-- TASK TO CARRY OUT --
Starting at the line containing "117L276 144L283 132L243" and ending at the line containing "box: [20, 94, 608, 177]", print every line of the material below exactly, both ends included, and stop there.

-- DATASET ENTRIES --
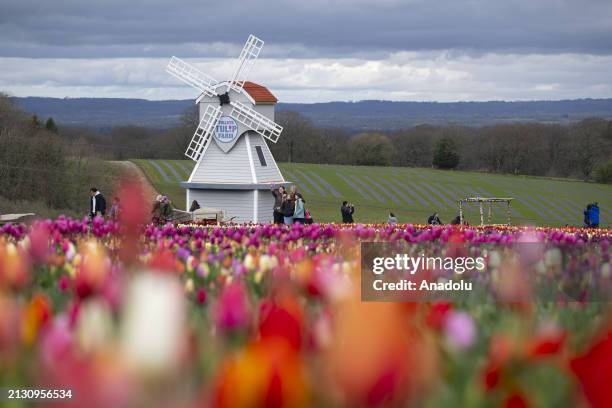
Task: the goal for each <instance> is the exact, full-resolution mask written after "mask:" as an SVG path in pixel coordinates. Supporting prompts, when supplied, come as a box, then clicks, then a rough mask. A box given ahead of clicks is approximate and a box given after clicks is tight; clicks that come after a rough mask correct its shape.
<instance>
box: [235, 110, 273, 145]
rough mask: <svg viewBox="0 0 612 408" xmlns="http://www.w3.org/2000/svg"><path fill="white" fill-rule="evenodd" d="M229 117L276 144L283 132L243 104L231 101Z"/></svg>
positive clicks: (256, 112) (269, 120)
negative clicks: (280, 134)
mask: <svg viewBox="0 0 612 408" xmlns="http://www.w3.org/2000/svg"><path fill="white" fill-rule="evenodd" d="M230 104H231V105H232V110H231V111H230V116H231V117H232V118H234V119H236V120H237V121H238V122H240V123H242V124H243V125H244V126H246V127H248V128H249V129H251V130H254V131H255V132H257V133H259V134H260V135H262V136H263V137H265V138H266V139H268V140H270V141H271V142H273V143H276V141H277V140H278V137H279V136H280V134H281V132H282V131H283V127H282V126H281V125H279V124H278V123H276V122H274V121H273V120H270V119H268V118H267V117H265V116H264V115H262V114H261V113H259V112H257V111H256V110H254V109H251V108H249V107H248V106H246V105H245V104H243V103H240V102H237V101H232V102H230Z"/></svg>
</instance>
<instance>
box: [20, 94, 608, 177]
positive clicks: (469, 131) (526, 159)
mask: <svg viewBox="0 0 612 408" xmlns="http://www.w3.org/2000/svg"><path fill="white" fill-rule="evenodd" d="M24 120H25V119H24ZM276 121H277V122H279V123H280V124H281V125H282V126H283V127H284V131H283V134H282V135H281V137H280V139H279V141H278V143H276V144H273V143H270V144H269V145H270V148H271V150H272V152H273V154H274V156H275V158H276V160H277V161H279V162H302V163H324V164H353V165H366V166H368V165H369V166H391V165H393V166H407V167H438V168H444V169H460V170H475V171H483V172H495V173H509V174H521V175H534V176H551V177H572V178H580V179H584V180H597V181H600V182H605V183H610V182H612V160H611V158H612V121H609V120H604V119H596V118H593V119H584V120H582V121H580V122H576V123H572V124H568V125H558V124H539V123H524V124H498V125H492V126H485V127H468V126H432V125H421V126H416V127H412V128H407V129H402V130H397V131H388V132H365V133H364V132H362V133H356V132H350V131H347V130H344V129H340V128H326V127H320V126H316V125H314V124H313V122H312V120H310V119H309V118H307V117H306V116H304V115H302V114H300V113H298V112H295V111H288V110H280V111H277V115H276ZM179 123H180V125H179V126H176V127H174V128H171V129H165V130H159V129H151V128H146V127H139V126H122V127H113V128H112V130H111V131H110V132H109V133H99V132H96V131H95V130H91V129H88V128H77V127H63V126H61V124H60V126H59V132H58V133H59V136H57V137H58V138H59V139H60V140H63V141H64V142H65V145H64V149H65V150H64V152H65V153H67V154H68V155H70V156H72V157H96V158H100V159H108V160H126V159H130V158H141V159H184V158H185V157H184V151H185V148H186V146H187V144H188V143H189V140H190V139H191V137H192V135H193V132H194V130H195V128H196V126H197V123H198V116H197V110H196V107H195V106H193V107H190V108H188V109H187V110H186V111H184V113H183V114H182V116H181V118H180V121H179Z"/></svg>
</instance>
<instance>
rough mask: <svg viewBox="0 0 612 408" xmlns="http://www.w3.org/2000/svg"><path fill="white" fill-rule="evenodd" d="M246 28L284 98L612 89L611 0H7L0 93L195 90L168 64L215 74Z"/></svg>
mask: <svg viewBox="0 0 612 408" xmlns="http://www.w3.org/2000/svg"><path fill="white" fill-rule="evenodd" d="M249 33H256V34H257V35H258V36H259V37H261V38H262V39H264V40H265V41H266V46H265V47H264V50H263V52H262V54H261V56H260V61H258V63H257V67H256V71H255V72H254V78H253V79H254V80H257V81H259V82H261V83H263V84H265V85H268V86H269V87H270V88H271V89H272V90H273V91H274V92H275V93H276V94H278V96H279V97H280V98H281V100H284V101H291V102H313V101H326V100H359V99H394V100H400V99H401V100H428V101H429V100H440V101H449V100H452V101H454V100H490V99H508V100H518V99H562V98H578V97H610V96H612V92H611V86H612V85H611V84H612V81H611V79H612V75H611V74H610V71H612V70H610V66H612V65H611V64H610V62H612V61H611V58H612V41H611V39H612V1H610V0H589V1H583V0H537V1H534V0H513V1H506V0H499V1H495V0H436V1H431V0H378V1H376V0H373V1H370V0H309V1H302V0H299V1H298V0H290V1H282V2H278V1H272V0H258V1H254V0H242V1H233V2H230V1H208V0H177V1H167V0H163V1H162V0H130V1H125V0H104V1H103V0H89V1H86V0H56V1H44V0H18V1H3V2H2V3H1V4H0V67H1V69H0V90H7V91H9V92H11V93H13V94H16V95H47V96H117V97H143V98H149V99H164V98H168V99H173V98H189V97H193V91H191V90H190V89H189V88H188V87H184V86H182V85H181V84H180V83H178V82H177V81H176V80H174V79H173V78H172V77H170V76H169V75H168V74H166V73H165V71H164V66H165V64H166V62H167V60H168V58H169V57H170V56H171V55H176V56H179V57H181V58H185V59H191V60H193V61H194V62H195V63H198V64H200V65H201V67H202V68H203V69H204V70H205V71H206V72H208V73H210V74H211V75H213V76H214V77H216V78H219V79H222V78H224V77H225V76H226V75H227V74H228V72H229V71H230V70H231V69H232V67H233V65H232V64H233V62H234V58H235V57H236V56H237V55H238V53H239V52H240V49H241V47H242V45H243V43H244V41H245V39H246V38H247V36H248V34H249Z"/></svg>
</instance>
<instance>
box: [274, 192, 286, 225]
mask: <svg viewBox="0 0 612 408" xmlns="http://www.w3.org/2000/svg"><path fill="white" fill-rule="evenodd" d="M284 194H285V187H283V186H280V187H279V188H278V189H272V195H273V196H274V206H273V207H272V216H273V218H274V223H275V224H282V223H283V221H284V219H283V212H282V210H281V206H282V204H283V195H284Z"/></svg>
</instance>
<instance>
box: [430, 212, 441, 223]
mask: <svg viewBox="0 0 612 408" xmlns="http://www.w3.org/2000/svg"><path fill="white" fill-rule="evenodd" d="M427 224H429V225H442V221H440V217H438V213H433V214H432V215H430V216H429V218H427Z"/></svg>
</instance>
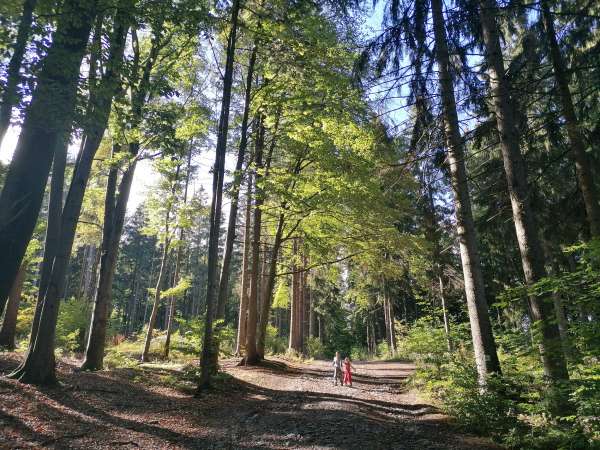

-- SOLUTION TO THE PROBLEM --
rough mask: <svg viewBox="0 0 612 408" xmlns="http://www.w3.org/2000/svg"><path fill="white" fill-rule="evenodd" d="M229 117L276 144L283 132L243 104L231 101Z"/></svg>
positive clicks: (256, 112) (269, 120)
negative clicks: (280, 134)
mask: <svg viewBox="0 0 612 408" xmlns="http://www.w3.org/2000/svg"><path fill="white" fill-rule="evenodd" d="M230 104H231V105H232V110H231V111H230V116H231V117H232V118H234V119H236V120H237V121H238V122H240V123H242V124H243V125H244V126H246V127H248V128H249V129H251V130H254V131H255V132H257V133H259V134H260V135H262V136H263V137H265V138H266V139H268V140H270V141H271V142H273V143H276V141H277V140H278V137H279V136H280V134H281V132H282V131H283V127H282V126H281V125H279V124H278V123H276V122H274V121H273V120H270V119H268V118H267V117H265V116H264V115H262V114H261V113H259V112H257V111H256V110H254V109H251V108H249V107H248V106H246V105H245V104H243V103H240V102H237V101H232V102H230Z"/></svg>
</instance>
<instance>
box: [20, 94, 608, 177]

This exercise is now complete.